Supplied text:

Source: Tom’s Hardware (GPUs)

Key takeaway relevant to AMD:

  • Nvidia is successfully scaling frame generation to 6X without latency penalties on new Blackwell hardware, setting an incredibly high target for AMD’s FSR frame generation efforts in high-refresh-rate gaming.

Summary:

  • A hands-on review of Nvidia’s new DLSS 4.5 Dynamic Multi Frame Generation (MFG), available in beta exclusively for RTX 50-series graphics cards.
  • The technology introduces dynamic 5X and 6X multipliers that automatically shift based on the target monitor refresh rate to maximize visual fluidity.

Details:

  • Latency Testing: Remarkable latency retention. At a 6X multiplier, input latency was measured at 52.6ms, slightly better than the 53.2ms recorded at 4X. Baseline native was 35.0ms.
  • Performance Scaling (Cyberpunk 2077 / RTX 5080): 4K Native: 60.0 FPS; 2X MFG: 103.1 FPS; 4X MFG: 178.8 FPS; 6X MFG: 247.7 FPS. Nvidia achieves 240+ FPS path-traced gaming by stretching a single native frame into multiple generated frames.
  • Image Quality: Artifacts are generally minimal. Reviewers noted minor “noisy” player shadows and ghosting UI/coat edges in Clair Obscur: Expedition 33 and slight screen-edge artifacting in Hogwarts Legacy, though largely unnoticeable in motion.

[2026-03-31] Nvidia DLSS 4.5 Dynamic MFG plus 5X and 6X framegen modes enter beta for RTX 50-series users

Source: Tom’s Hardware (GPUs)

Key takeaway relevant to AMD:

  • Nvidia’s software stack is evolving rapidly to eliminate previous AI-upscaling weaknesses (like UI flicker). Coupled with Intel’s recent XeSS 3 update, AMD faces intense competitive pressure to iterate rapidly on FSR.

Summary:

  • Nvidia has launched the second half of its DLSS 4.5 feature set via the Nvidia App beta, featuring the dynamic frame-generation tech and a new “Preset B” UI-aware model.
  • Marks the final update to the DLSS 4 stack before Nvidia transitions development exclusively to the heavily anticipated DLSS 5.

Details:

  • Preset B Model: A new enhanced frame generation model that utilizes “additional UI buffers” from game engines to significantly reduce artifacts, such as crosshair flickering. This specific feature is available to both RTX 40 and 50-series users.
  • Dynamic Matching: Automatically downshifts the multi-frame generation multiplier (e.g., drops from 6X to 4X) if the generated output exceeds the display’s maximum refresh rate (e.g., 240Hz/360Hz), preventing tearing.
  • Competitive Landscape: Article notes Intel is also aggressively pushing frame generation, having recently launched XeSS 3 MFG with 3X and 4X capabilities for Arc and Core Ultra platforms.

Input data:
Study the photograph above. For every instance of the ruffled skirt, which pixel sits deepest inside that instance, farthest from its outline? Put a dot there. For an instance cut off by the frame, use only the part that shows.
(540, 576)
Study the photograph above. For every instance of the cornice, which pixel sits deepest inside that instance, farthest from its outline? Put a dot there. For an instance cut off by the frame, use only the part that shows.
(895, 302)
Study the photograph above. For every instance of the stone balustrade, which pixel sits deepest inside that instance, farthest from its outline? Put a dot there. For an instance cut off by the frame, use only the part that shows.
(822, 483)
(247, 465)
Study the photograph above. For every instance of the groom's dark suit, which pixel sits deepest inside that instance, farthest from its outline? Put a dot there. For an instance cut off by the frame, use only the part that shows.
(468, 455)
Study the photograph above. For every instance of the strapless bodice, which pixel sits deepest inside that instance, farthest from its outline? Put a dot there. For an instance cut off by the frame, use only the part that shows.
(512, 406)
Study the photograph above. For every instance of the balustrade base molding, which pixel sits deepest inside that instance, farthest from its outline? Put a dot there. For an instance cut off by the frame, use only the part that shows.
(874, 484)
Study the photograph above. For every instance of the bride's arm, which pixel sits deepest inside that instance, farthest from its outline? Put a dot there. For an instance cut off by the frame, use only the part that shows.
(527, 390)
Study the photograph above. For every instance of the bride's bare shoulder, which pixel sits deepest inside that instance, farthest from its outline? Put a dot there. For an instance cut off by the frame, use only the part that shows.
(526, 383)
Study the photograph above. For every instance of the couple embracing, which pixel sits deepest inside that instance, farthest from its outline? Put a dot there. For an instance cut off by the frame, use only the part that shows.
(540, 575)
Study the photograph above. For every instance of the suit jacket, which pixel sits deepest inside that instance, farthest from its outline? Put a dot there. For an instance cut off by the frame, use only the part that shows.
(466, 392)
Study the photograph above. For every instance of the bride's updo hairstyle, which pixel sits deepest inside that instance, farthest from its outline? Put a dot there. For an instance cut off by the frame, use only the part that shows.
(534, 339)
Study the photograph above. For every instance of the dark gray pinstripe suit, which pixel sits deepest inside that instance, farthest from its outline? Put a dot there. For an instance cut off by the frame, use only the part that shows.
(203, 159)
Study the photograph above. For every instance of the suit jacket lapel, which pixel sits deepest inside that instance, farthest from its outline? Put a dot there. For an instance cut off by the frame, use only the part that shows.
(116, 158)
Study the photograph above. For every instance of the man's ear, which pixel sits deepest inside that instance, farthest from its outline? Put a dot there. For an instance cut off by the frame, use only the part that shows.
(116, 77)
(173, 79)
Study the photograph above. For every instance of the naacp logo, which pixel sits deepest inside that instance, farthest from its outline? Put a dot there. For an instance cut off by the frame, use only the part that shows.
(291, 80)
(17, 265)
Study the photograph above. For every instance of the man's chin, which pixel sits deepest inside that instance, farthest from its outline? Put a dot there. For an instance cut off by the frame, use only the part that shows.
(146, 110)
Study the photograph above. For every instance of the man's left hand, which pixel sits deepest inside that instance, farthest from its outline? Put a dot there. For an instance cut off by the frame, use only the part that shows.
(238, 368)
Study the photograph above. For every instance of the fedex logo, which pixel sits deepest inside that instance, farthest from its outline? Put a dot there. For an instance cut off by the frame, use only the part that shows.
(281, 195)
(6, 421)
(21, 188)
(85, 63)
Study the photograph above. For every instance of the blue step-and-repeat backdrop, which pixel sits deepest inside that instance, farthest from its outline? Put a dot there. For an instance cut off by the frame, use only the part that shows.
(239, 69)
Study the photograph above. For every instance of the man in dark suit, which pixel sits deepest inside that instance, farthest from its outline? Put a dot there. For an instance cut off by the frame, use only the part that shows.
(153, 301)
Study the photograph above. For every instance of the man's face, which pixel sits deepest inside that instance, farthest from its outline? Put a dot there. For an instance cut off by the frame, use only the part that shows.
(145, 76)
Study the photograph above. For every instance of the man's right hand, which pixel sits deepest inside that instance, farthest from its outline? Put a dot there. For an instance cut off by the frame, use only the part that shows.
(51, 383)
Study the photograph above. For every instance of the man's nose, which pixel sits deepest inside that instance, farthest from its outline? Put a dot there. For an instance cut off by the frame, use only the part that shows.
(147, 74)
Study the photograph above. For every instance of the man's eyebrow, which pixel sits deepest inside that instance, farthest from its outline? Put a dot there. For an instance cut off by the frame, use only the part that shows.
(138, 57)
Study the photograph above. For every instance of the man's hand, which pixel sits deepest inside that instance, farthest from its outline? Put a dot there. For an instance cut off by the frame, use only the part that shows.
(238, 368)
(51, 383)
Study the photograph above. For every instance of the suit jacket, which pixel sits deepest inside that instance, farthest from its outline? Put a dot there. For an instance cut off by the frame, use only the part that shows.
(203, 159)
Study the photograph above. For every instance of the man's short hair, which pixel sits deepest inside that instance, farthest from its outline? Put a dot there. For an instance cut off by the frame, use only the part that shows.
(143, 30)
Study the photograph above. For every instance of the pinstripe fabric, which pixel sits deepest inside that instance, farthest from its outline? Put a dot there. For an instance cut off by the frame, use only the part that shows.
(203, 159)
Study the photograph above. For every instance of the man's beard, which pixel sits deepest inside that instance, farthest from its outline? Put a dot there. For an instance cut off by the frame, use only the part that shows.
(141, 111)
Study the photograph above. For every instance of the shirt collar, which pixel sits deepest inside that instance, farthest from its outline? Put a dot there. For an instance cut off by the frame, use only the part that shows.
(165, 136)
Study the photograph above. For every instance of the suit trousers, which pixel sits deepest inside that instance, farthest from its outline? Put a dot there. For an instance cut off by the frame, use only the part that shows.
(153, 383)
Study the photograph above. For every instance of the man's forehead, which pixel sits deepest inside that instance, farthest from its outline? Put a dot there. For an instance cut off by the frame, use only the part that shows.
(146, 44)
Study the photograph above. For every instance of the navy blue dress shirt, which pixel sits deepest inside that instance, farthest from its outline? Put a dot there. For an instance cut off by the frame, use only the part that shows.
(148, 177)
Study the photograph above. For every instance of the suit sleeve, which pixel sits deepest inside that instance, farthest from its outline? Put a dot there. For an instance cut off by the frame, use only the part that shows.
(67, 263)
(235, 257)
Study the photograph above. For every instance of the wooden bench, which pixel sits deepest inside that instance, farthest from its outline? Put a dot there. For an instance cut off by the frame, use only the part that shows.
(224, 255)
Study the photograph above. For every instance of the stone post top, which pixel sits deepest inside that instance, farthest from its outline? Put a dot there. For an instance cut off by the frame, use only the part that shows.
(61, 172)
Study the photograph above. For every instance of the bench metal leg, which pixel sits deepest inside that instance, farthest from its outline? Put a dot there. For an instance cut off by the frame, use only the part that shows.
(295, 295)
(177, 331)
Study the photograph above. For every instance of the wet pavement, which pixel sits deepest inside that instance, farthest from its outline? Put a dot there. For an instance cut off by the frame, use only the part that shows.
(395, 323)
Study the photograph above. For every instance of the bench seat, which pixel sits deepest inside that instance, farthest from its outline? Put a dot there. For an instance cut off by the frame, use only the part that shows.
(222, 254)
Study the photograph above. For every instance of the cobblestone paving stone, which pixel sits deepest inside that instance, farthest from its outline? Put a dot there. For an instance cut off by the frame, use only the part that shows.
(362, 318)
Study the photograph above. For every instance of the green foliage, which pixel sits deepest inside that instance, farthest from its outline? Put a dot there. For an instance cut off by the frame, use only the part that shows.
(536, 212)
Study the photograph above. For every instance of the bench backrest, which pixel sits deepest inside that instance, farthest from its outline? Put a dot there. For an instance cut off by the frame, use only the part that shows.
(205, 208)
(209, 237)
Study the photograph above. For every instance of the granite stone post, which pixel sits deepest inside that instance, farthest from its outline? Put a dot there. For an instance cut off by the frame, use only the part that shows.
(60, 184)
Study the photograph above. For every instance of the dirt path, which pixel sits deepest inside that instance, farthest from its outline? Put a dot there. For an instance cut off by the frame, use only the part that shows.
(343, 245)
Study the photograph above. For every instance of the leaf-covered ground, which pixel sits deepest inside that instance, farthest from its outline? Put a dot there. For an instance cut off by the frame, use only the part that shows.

Task details: Summarize the DLSS 4.5 text above in three sentences.

Output of the task: Nvidia has released DLSS 4.5 Dynamic Multi Frame Generation in beta for RTX 50-series graphics cards, adding 5X and 6X multipliers that shift automatically with the monitor's refresh rate and drop lower when the output would exceed the display's maximum refresh rate. In Cyberpunk 2077 on an RTX 5080, the 6X multiplier raised performance from 60.0 FPS native at 4K to 247.7 FPS, with input latency of 52.6ms compared with 53.2ms at 4X, and image artifacts were generally minimal. The update also adds a UI-aware "Preset B" model for RTX 40 and 50-series users and is the final DLSS 4 update before DLSS 5, so AMD, which also faces Intel's XeSS 3, is under intense competitive pressure to iterate rapidly on FSR.